* **MATERIALS PROVIDED**:
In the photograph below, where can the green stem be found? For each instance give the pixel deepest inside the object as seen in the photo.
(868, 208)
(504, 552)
--
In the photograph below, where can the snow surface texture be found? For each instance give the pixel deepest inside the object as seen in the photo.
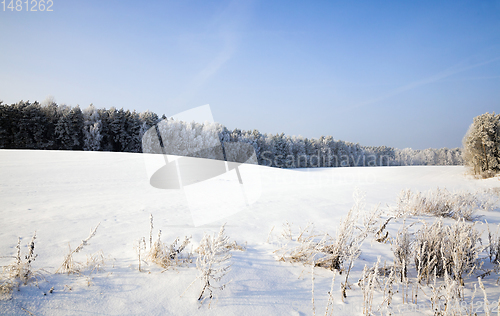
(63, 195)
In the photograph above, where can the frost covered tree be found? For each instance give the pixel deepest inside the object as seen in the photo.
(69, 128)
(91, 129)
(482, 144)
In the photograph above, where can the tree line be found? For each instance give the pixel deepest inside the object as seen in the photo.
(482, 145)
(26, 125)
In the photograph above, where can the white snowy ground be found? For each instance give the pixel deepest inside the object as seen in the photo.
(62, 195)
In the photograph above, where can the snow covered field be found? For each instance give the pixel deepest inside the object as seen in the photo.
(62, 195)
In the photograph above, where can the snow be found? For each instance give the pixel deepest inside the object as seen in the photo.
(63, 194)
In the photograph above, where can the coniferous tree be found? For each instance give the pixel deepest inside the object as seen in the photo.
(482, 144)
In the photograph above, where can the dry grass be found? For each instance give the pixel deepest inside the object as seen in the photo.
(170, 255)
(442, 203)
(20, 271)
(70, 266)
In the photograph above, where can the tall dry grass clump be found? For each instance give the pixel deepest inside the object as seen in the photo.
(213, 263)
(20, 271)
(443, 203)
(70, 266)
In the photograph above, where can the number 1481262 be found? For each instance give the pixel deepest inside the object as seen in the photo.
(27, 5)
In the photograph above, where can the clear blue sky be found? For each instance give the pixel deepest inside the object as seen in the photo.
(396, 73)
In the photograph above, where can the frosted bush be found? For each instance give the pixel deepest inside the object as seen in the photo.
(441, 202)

* **EXERCISE DIRECTIONS**: From the material above, keep only the lines that contain the string "covered" and copy them out.

* **CORRECT OUTPUT**:
In the photograph above, where can the frost covered tree be found? For each instance give the pixel deepest inside the object as seen in the photo.
In the photograph above, where can the snow covered field be found? For each instance give the pixel deepest inside the object as seen in the photo.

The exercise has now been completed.